Consigne 1: Dans l'entretien sur la composition musicale, à quoi une théorie sans regarder est-elle comparée ?
Consigne 2: Comment traduiriez-vous en anglais cette phrase de l'entretien sur la composition musicale : « Une théorie sans regarder, sans une représentation, c'est comme nager sans eau. » ?
Consigne 3: Pouvez-vous reprendre l'entretien sur la composition musicale et le poursuivre au-delà de sa dernière phrase ?

------ Texte cité

Théorie veut dire : regarde -- donc, la théorie est en fait précisément ce que je voudrais signifier par cet acte de représentation imaginaire. Une théorie sans regarder, sans une représentation, c'est comme nager sans eau. Je me représente le son d'une façon tout à fait physique, et je l'attaque et le comprends physiquement. Reste le problème qu'il est de plus en plus facile, l'âge aidant, d'écrire, de gribouiller le son sur le papier, de sorte qu'il y a le danger que les pièces sonnent de mieux en mieux, puisqu'on maîtrise mieux la flexibilité de l'appareil. Et c'est un véritable danger à mes yeux ! Car il est tout à fait insensé que la vitalité de l'art consiste en des moyens de plus en plus disponibles. Pour moi, le moyen va également de pair avec une entrée sur un terrain qui m'est inconnu. Un jour, je saurai tant qu'il me sera possible de créer d'un jet d'écriture un son résonnant. Je ne le veux pas ! A cause de cela, je pense que je dois désapprendre, et que je dois toujours, de nouveau, adopter une perspective, un climat où mon son imaginé n'a pas encore fait ses preuves.

J'ai commencé notre entretien avec une citation extraite de votre article sur la théorie du métier de composition, une phrase que j'ai trouvée, à cette époque, très étrange, parce que j'en ai soupçonné quelque chose de mythique, peut-être même de prétentieux. Or, récemment, j'ai trouvé dans un autre de vos essais -- dans la revue Musica 2 , un autre texte, relativisant, dans un contexte différent ce que le premier exprimait : « La musique comme un moyen pour écrire même ce qui ne te signifie plus du tout toi-même. » Vous vous référez peut-être à un signe. Un signe de vous. Je comprends mieux cette formulation. Car l'authenticité se manifeste également par l'utilisation du concept de signe, mais sans l'arrière-pensée : c'est toujours moi -- seulement sous une autre forme.

Cela ne voulait pas dire que l'on dit toujours MOI. Non. Cela serait comme, disons, mettre le miroir en face du miroir, tout en étant convaincu qu'on lui met le miroir en face.

Dans les années 70, lorsque vous avez commencé à composer, les critiques ont ouvert un tiroir dans lequel ils voulaient vous ranger et certains de vos contemporains -- c'était le tiroir de La nouvelle simplicité. Peut-être a-t-on choisi cette étiquette parce qu'on pouvait tout d'un coup entendre des sons présents tout simplement par eux-mêmes, sans autre justification arithmétique compliquée, sans un concept théorique. A celle époque, on polémiquait beaucoup sur et contre La nouvelle simplicité. Pourtant la tendance, le son de notre époque, en direction de ce qui était, alors, si grossièrement étiqueté comme La nouvelle simplicité. Comment envisagez-vous ce concept aujourd'hui ? Le trouvez-vous à présent positif ?

------------
------ Lignes présentées

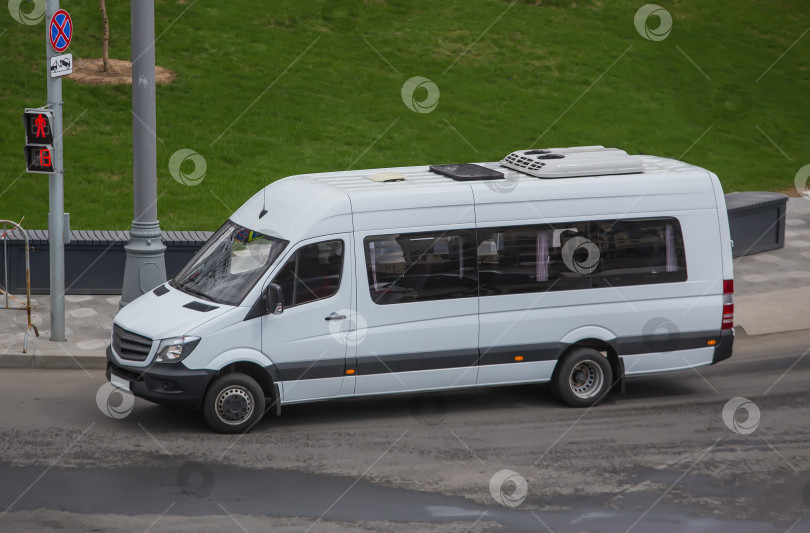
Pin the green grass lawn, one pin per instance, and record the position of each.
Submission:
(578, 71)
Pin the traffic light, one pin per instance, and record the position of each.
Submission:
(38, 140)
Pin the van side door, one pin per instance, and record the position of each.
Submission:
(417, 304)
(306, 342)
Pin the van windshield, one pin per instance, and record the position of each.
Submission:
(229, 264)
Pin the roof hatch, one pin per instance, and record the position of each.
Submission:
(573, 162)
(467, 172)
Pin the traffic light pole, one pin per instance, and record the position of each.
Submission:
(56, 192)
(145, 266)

------------

Corrigé 1: À nager sans eau.

Corrigé 2: A theory without looking, without a representation, is like swimming without water.

Corrigé 3:
Je l'envisage exactement comme avant : inutilisable. D'abord, ce qui se cache derrière n'est pas correct pour moi. Ensuite, s'il s'est révélé en tant qu'objet, il n'est pas non plus comparable à ce que je fais. Je crois qu'on m'a simplement mis dans cette catégorie parce que je suis une figure très exposée. Alors, on se disait : « Ah, il doit en faire partie. Il a le bras si long. » Quelle bêtise ! Cela m'a mis dans tous mes états, je me suis fâché. Cette façon d'agir est synonyme de médiocrité. On le fait encore aujourd'hui, principalement dans l'intention de me fâcher. Ceux qui le font le savent. Mais à présent, nous le savons de même.

On peut considérer l'expression « simplicité » positivement ou négativement ; à cette époque, elle était plutôt péjorative.

Non, car ceux qui l'ont utilisée à usage institutionnel l'ont certainement considérée positivement. C'était le slogan traduit de l'Américain New Simplicity ; ils étaient en tennis, légers et agiles subitement. Ça n'a pas marché, et j'en suis content. Qu'il y ait dans chaque musique intéressante une simplicité originale, ne fait aucun doute. Vous parliez de concept et de légitimation. Au nom du ciel, chacun a sa possibilité de dire : « Ce qui résonne là correspond au concept de sa légitimation. »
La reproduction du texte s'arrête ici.